Bochum. 200 Leserinnen und Leser erfuhren beim WAZ-Nachtforum Medizin,wie alltagstauglich künstliche Gelenke für das Knie und die Hüfte sind. Die Tendenz, diese Operationen durchführen zu lassen, ist steigend.
Der Boxer holte zum Tiefschlag aus. Nach zwei Stunden, klagte er dem Operateur sein Leid, tue ihm immer das Knie weh. Dr. Lukas Niggemann steckte die Attacke locker weg. „Der Mann steigt vier- bis fünfmal pro Woche in den Ring. Mit einer Knieprothese! Da sind die Erwartungen ans Implantat wohl etwas zu hoch...“
Nein: Künstliche Gelenke sind nicht für den Hochleistungssport geeignet. Alltagstauglich und in der Regel komplikationslos sind sie aber allemal, erfuhren 200 Leserinnen und Leser beim WAZ-Nachtforum Medizin, das im Knappschaftskrankenhaus Langendreer über Hüft- und Knieendoprothesen informierte.
Arthrose ist zur Volkskrankheit geworden
Die Deutschen werden immer älter und dicker - und die Orthopäden und Chirurgen haben sehr viel zu tun. Übergewichtige haben ein 18-fach erhöhtes Risiko, Schaden an den Gelenken zu nehmen. Arthrose hat sich ab 60 zur Volkskrankheit entwickelt. 200 000 verschlissene Hüftgelenke und 150 000 Kniegelenke werden jährlich durch Prothesen ersetzt: Spitze in Europa; Tendenz steigend.
„Das ist wegen des zunehmenden Anteils älterer Menschen an der Gesamtbevölkerung aber normal“, wehrt sich Klinikdirektor Prof. Dr. Rüdiger Smektala gegen Vorwürfe, in Deutschland werde zu früh und zu häufig operiert. Vergleiche etwa mit den Niederlanden zeigten, dass die Eingriffe eher zu selten vorgenommen werden. Und: „Hierzulande wird auch noch sehr alten Menschen eine Prothese eingesetzt, um ihnen zu neuer Lebensqualität zu verhelfen. Zum Glück kann sich unser Gesundheitssystem das leisten“, ergänzt Oberärztin Stephanie Verhoeven.

#####

■ **Arbeitsauftrag 1**
Fasse den Absatz im Artikel über künstliche Gelenke, der mit „Die Deutschen werden immer älter und dicker“ beginnt, als kurze Stichpunktliste zusammen.
■ **Arbeitsauftrag 2**
Setze den Artikel über künstliche Hüft- und Kniegelenke nach seinem letzten Satz fort.
Die Daten braucht man dafür nicht.

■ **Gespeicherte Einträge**
#####

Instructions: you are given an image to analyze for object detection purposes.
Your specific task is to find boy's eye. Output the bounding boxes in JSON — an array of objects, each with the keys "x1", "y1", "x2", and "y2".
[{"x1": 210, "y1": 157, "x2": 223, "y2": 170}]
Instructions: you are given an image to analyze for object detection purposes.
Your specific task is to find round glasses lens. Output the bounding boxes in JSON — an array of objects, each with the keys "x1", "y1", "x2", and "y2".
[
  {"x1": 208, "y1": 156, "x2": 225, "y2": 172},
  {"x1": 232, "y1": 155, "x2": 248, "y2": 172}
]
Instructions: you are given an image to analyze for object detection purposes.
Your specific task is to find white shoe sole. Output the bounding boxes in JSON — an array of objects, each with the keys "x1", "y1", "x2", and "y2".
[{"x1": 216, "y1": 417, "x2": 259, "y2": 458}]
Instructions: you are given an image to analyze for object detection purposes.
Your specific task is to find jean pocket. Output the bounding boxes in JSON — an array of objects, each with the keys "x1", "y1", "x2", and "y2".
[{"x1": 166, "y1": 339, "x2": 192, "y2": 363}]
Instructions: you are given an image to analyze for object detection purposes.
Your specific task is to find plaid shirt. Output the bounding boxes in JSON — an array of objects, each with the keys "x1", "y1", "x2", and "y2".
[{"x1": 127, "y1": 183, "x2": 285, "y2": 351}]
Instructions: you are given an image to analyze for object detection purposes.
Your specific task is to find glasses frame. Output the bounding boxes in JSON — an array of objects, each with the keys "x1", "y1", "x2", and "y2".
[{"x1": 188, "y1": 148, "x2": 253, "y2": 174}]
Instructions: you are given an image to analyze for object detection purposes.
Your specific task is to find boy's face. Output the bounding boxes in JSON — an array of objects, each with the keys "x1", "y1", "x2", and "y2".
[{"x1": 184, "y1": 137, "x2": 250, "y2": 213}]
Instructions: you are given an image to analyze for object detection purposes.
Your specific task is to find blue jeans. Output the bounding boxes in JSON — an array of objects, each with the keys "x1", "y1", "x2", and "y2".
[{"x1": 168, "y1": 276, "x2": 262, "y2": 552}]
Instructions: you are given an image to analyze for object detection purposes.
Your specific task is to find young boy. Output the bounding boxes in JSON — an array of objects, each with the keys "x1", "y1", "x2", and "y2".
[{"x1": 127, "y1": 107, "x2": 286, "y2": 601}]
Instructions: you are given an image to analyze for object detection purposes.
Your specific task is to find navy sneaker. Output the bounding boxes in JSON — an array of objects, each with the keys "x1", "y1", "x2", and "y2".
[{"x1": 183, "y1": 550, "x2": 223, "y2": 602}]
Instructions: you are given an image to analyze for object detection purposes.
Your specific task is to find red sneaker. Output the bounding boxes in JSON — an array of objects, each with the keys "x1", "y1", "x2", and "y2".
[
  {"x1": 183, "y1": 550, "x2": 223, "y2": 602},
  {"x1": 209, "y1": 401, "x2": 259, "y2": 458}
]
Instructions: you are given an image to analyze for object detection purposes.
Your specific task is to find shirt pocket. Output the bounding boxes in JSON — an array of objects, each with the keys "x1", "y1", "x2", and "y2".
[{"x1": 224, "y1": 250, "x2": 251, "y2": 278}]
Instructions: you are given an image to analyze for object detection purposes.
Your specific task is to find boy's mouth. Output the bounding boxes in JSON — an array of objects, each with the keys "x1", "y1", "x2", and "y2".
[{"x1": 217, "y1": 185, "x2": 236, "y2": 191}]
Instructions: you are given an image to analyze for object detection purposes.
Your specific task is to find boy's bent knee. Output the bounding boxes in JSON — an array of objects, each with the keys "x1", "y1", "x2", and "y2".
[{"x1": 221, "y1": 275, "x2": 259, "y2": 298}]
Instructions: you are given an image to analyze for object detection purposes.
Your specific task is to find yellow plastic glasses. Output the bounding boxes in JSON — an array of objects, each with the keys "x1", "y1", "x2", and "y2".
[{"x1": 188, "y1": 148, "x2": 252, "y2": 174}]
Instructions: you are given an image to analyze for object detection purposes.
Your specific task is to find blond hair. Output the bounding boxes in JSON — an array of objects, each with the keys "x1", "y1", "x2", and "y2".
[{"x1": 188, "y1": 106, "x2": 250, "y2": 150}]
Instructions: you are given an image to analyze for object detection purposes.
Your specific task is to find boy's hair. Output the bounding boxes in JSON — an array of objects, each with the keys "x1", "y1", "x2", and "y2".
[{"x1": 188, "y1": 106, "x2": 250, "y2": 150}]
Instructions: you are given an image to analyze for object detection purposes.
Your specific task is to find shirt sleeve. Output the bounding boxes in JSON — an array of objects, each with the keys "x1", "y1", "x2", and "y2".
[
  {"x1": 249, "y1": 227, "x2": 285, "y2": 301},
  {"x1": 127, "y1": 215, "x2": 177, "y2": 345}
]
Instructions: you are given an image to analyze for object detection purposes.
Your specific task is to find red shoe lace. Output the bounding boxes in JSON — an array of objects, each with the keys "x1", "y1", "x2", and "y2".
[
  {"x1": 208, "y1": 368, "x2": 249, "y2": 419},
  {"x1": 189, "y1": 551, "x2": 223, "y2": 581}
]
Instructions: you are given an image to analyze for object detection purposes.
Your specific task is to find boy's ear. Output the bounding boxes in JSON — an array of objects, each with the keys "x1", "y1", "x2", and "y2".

#####

■ **Schriftliche Antwort 1**
- Die Deutschen werden älter und dicker, daher haben Orthopäden und Chirurgen viel zu tun.
- Übergewichtige haben ein 18-fach erhöhtes Risiko für Gelenkschäden.
- Arthrose ist ab 60 zur Volkskrankheit geworden.
- Jährlich werden 200 000 Hüft- und 150 000 Kniegelenke durch Prothesen ersetzt. Das ist Spitze in Europa, und die Zahl steigt.

■ **Schriftliche Antwort 2**
Drei bis sechs Monate nach der OP ist man zurück im Alltag
Ziel jeder OP ist es, beim kleinstmöglichen Eingriff die kleinstmögliche Prothese zu verwenden. Groß sind die Erfolgsaussichten. Zwar sind die ersten Tage an Krücken schwierig. Es gilt nicht nur, sich an das künstliche Gelenk zu gewöhnen, sondern auch komplette Muskelgruppen neu zu entdecken. Nach drei bis sechs Monaten jedoch ist man zurück im Alltag. Die Bewegungsfreiheit kehrt zurück.
WAZ-Nachtforum Medizin
Sowohl bei den Hüft- als auch Knieprothesen hat sich technisch viel getan. Hielten sie früher fünf bis zehn Jahre, ist ein Austausch jetzt in der Regel nach 15 Jahren (das entspricht 15 Millionen Schritten), mitunter erst nach 20 oder 25 Jahren erforderlich. Sport? Gerne! Schwimmen, Gymnastik, Nordic Walking oder Radfahren sind ebenso erlaubt wie erwünscht. Fußball, Squash oder Tennis sind allerdings problematisch, weil sie das Gelenk zu sehr beanspruchen.
Boxen auch. Das gilt vor allem für den Hobby-Faustkämpfer in der Sprechstunde von Dr. Niggemann. Der ärztliche Rat: Raus aus dem Ring, rauf aufs Rad.